> Raw records

────────────────

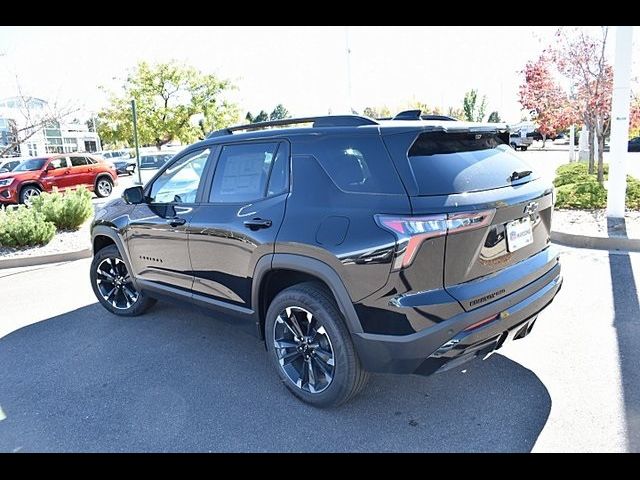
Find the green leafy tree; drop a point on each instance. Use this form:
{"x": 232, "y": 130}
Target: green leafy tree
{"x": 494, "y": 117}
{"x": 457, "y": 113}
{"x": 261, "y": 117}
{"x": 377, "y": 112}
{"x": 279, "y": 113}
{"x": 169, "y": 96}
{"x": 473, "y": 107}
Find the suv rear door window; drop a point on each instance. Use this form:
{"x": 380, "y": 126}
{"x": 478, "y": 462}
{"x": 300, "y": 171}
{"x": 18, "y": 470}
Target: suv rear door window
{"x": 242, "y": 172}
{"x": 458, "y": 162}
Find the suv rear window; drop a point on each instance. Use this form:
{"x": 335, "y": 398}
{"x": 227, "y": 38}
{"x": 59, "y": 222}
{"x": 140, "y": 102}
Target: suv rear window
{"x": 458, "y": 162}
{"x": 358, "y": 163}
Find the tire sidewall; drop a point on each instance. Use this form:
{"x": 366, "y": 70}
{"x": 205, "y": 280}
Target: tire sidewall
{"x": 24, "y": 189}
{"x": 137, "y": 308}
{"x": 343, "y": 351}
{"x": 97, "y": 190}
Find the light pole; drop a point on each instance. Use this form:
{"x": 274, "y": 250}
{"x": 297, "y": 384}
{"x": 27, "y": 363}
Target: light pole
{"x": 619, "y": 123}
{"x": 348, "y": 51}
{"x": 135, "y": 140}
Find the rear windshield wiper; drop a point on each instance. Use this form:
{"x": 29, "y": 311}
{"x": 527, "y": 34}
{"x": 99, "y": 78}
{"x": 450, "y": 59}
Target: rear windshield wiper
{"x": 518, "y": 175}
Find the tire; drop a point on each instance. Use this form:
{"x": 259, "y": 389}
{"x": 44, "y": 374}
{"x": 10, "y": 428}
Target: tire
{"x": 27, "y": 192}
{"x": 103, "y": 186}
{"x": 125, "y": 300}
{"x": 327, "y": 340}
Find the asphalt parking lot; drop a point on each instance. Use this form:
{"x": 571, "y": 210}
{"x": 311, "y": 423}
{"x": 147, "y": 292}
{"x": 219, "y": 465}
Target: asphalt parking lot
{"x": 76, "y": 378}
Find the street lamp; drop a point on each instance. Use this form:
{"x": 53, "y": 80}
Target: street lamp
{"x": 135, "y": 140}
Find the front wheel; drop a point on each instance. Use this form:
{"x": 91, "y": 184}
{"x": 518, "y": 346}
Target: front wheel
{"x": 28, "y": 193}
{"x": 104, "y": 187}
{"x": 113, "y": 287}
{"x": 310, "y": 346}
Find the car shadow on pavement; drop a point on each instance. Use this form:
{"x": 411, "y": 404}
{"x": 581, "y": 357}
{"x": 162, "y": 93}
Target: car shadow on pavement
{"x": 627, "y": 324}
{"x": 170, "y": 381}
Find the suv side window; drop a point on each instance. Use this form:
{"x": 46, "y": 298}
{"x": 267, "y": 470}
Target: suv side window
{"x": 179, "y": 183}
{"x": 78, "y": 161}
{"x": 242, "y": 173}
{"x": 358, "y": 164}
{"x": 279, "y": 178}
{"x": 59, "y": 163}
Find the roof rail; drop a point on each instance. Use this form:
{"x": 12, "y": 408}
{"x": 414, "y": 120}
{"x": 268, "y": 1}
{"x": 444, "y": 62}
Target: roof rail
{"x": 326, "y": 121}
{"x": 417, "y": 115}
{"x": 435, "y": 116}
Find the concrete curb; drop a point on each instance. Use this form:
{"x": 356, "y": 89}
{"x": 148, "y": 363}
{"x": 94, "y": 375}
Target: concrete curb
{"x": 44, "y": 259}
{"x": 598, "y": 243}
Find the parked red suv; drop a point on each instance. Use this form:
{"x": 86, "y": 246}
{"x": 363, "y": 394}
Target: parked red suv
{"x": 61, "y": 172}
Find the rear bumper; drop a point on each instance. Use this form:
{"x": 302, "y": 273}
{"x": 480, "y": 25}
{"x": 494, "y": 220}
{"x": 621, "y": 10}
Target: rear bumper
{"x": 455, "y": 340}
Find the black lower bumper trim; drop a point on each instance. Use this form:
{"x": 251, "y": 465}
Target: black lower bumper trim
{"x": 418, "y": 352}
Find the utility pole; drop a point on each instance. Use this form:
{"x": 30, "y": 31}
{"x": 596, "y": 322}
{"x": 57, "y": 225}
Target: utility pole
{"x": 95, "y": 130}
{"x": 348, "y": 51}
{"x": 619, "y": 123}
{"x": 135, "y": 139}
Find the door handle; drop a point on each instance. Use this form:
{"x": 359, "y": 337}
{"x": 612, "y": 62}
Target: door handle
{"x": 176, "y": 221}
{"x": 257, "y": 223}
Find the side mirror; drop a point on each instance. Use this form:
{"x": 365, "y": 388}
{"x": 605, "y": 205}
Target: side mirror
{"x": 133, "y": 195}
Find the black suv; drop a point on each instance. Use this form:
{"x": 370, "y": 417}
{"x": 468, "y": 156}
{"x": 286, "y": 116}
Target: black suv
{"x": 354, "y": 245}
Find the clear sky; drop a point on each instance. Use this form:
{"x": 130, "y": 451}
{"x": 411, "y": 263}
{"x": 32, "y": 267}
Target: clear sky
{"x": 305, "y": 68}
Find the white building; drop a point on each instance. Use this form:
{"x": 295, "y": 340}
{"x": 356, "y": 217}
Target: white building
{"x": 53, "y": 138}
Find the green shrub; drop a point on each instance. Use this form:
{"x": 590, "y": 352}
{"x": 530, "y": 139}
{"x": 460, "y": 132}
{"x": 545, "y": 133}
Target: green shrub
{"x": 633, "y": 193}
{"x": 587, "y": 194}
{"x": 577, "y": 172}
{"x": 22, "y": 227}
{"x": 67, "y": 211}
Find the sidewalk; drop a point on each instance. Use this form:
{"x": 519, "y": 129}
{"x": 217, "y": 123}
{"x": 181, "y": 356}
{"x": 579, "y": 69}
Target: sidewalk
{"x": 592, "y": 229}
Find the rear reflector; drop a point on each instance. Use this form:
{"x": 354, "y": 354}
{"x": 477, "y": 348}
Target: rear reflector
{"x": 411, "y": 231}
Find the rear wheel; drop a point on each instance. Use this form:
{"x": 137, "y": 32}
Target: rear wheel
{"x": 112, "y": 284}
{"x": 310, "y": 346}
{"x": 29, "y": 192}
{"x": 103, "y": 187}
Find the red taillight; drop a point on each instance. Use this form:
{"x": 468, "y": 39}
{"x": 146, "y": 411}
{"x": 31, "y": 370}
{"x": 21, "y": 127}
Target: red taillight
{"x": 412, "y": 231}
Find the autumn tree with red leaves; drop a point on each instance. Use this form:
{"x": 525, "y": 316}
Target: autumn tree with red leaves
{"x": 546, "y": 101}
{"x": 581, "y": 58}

────────────────

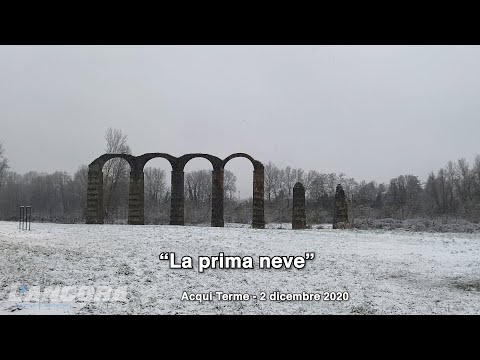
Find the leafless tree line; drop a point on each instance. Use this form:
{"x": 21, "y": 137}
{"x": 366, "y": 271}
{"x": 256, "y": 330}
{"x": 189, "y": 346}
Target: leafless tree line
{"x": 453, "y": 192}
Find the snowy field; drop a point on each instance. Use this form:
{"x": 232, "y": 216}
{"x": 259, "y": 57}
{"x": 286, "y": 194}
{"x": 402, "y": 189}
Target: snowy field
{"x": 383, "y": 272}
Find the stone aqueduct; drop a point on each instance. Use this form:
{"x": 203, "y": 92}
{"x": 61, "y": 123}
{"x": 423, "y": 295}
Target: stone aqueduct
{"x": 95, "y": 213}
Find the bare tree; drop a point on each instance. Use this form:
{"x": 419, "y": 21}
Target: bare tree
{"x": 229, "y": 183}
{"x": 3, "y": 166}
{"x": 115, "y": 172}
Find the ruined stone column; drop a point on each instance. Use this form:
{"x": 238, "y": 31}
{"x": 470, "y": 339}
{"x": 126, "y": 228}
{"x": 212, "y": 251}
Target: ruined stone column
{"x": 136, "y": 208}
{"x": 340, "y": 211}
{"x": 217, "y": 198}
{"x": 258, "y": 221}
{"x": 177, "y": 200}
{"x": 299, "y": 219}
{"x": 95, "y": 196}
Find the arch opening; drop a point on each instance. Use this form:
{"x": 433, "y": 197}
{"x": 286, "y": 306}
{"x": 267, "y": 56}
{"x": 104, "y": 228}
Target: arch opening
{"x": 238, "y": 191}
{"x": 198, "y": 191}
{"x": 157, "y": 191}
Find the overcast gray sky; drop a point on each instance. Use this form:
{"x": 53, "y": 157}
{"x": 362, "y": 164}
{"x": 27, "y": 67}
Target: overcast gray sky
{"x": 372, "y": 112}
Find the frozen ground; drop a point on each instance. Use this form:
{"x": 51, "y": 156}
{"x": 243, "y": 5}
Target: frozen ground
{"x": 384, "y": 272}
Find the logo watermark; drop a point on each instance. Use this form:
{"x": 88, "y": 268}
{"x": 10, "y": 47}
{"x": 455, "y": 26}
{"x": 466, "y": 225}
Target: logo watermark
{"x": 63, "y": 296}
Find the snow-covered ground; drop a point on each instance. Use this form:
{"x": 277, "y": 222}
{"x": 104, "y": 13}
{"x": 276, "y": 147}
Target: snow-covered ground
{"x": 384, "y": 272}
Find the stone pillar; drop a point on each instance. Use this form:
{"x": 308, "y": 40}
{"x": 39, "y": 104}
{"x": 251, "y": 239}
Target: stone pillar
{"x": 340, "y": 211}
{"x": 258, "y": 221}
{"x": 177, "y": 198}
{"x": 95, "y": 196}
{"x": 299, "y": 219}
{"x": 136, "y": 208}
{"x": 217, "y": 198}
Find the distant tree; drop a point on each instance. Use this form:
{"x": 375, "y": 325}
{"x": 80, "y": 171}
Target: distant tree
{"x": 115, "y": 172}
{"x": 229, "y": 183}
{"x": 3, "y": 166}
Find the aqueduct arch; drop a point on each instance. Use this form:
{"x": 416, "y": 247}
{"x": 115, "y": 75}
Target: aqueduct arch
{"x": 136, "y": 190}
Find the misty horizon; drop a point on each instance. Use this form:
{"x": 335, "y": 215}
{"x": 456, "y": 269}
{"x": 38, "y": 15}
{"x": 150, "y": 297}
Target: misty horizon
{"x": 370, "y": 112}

────────────────

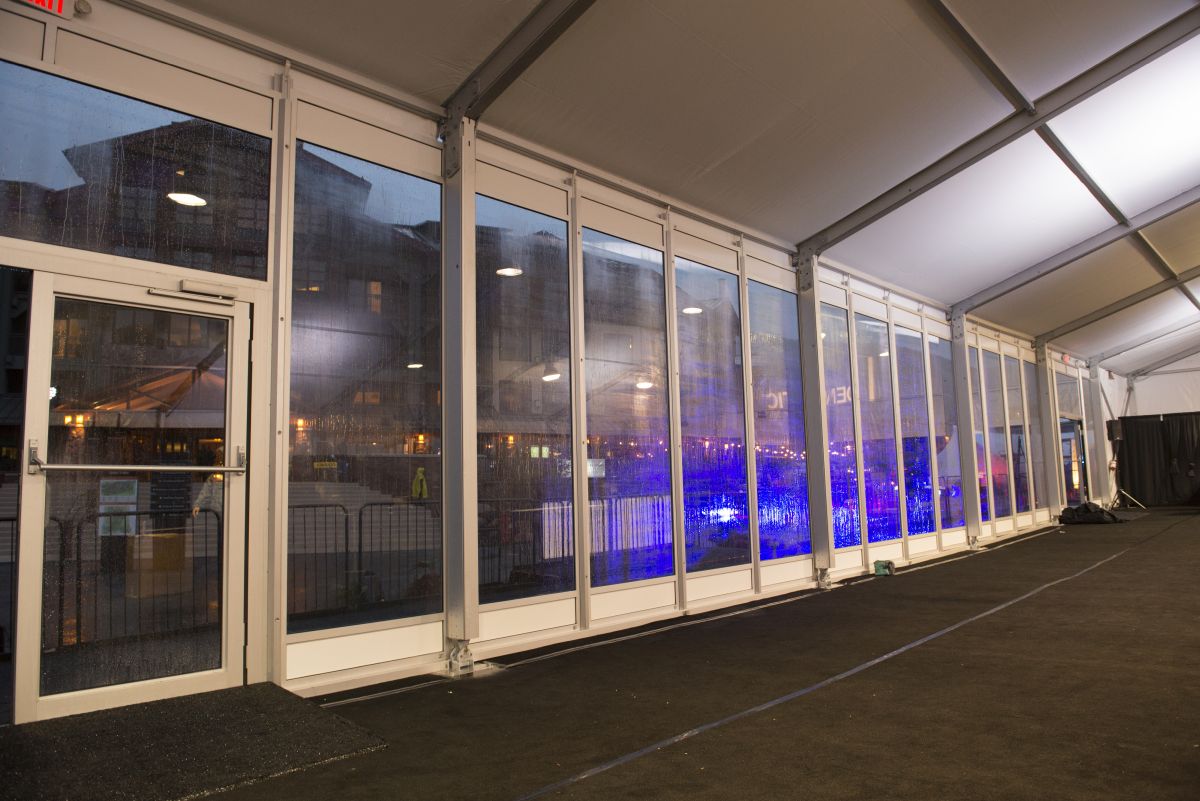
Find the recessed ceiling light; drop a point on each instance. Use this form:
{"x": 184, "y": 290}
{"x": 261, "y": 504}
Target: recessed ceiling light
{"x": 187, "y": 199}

────────────────

> Requirements
Select every line of the material above that contains the string "gray", treating uppercase and lowercase as different.

> Answer to the task
Find the overcast gray sky; drop a point on each instance. Use this form:
Target: overcast gray sky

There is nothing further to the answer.